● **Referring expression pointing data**
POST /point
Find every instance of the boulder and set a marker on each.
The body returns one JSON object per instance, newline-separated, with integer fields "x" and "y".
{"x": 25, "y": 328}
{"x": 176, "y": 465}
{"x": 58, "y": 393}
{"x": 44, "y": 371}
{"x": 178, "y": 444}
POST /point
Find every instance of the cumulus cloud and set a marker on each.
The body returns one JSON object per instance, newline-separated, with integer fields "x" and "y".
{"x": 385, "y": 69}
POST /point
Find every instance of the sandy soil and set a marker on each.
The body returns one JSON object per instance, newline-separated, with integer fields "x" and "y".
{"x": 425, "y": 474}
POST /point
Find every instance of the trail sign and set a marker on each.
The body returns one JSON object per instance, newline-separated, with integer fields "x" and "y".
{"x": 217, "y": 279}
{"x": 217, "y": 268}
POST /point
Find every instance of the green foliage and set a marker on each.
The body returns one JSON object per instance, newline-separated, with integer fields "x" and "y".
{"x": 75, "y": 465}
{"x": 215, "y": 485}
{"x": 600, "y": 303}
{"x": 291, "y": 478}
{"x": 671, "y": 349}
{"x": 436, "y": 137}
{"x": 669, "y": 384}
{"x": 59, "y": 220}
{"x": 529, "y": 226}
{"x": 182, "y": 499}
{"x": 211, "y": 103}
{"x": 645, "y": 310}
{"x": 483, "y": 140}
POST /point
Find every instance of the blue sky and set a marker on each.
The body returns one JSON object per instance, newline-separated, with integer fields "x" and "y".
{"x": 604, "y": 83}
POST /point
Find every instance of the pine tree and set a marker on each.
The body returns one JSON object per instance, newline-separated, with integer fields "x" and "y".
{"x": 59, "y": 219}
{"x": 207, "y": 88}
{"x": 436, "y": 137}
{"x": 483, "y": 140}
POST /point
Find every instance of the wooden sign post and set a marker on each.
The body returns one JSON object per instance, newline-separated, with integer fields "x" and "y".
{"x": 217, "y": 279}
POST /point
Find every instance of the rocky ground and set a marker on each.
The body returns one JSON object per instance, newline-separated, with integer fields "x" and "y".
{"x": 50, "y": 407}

● **YOUR OBJECTIVE**
From start to finish, retype the records above with complete accuracy.

● **ANSWER FOR THIS EXERCISE**
POST /point
Find every instance of the boulder and set a marker on each.
The body returns one JSON object per instance, newline-separated, with integer fields "x" and "y".
{"x": 25, "y": 328}
{"x": 176, "y": 465}
{"x": 58, "y": 393}
{"x": 44, "y": 371}
{"x": 178, "y": 444}
POST /point
Find every instance of the cumulus cloud and set a marker on each.
The body returns one JSON object per instance, newline-separated, with integer fields "x" and "y".
{"x": 385, "y": 69}
POST /point
Find every instance of the sandy soil and set a marker on each.
The body returns one JSON object per instance, newline-separated, with integer fields "x" and "y".
{"x": 425, "y": 474}
POST /point
Find every instance of the trail sign and set a marker on each.
The body returns one JSON object per instance, newline-separated, with integer fields "x" and "y".
{"x": 217, "y": 279}
{"x": 217, "y": 268}
POST /point
Find every instance of the green foliage and set a marker on each.
The body returns one JSON object per instance, newline-separated, with integer fields "x" and "y".
{"x": 75, "y": 465}
{"x": 215, "y": 485}
{"x": 600, "y": 303}
{"x": 291, "y": 478}
{"x": 671, "y": 349}
{"x": 436, "y": 137}
{"x": 669, "y": 384}
{"x": 59, "y": 220}
{"x": 529, "y": 226}
{"x": 182, "y": 499}
{"x": 211, "y": 103}
{"x": 645, "y": 310}
{"x": 483, "y": 140}
POST /point
Find every instance of the blue sky and set a marker on each.
The body returns one JSON object per instance, newline-separated, with integer fields "x" and "y".
{"x": 604, "y": 83}
POST /point
Find every instance of the pine tree and set a marker on each.
The body returns one JSON object per instance, newline-separated, with integer fields "x" and "y".
{"x": 59, "y": 219}
{"x": 207, "y": 88}
{"x": 436, "y": 137}
{"x": 483, "y": 140}
POST /point
Find every instance of the wooden sign post and set a marker on each.
The body returns one JSON object per instance, newline-separated, with integer fields "x" and "y".
{"x": 217, "y": 279}
POST /point
Find every instance of the rocky ground and set a marker on each.
The body returns one JSON object per instance, newline-separated, with integer fields "x" and "y".
{"x": 50, "y": 407}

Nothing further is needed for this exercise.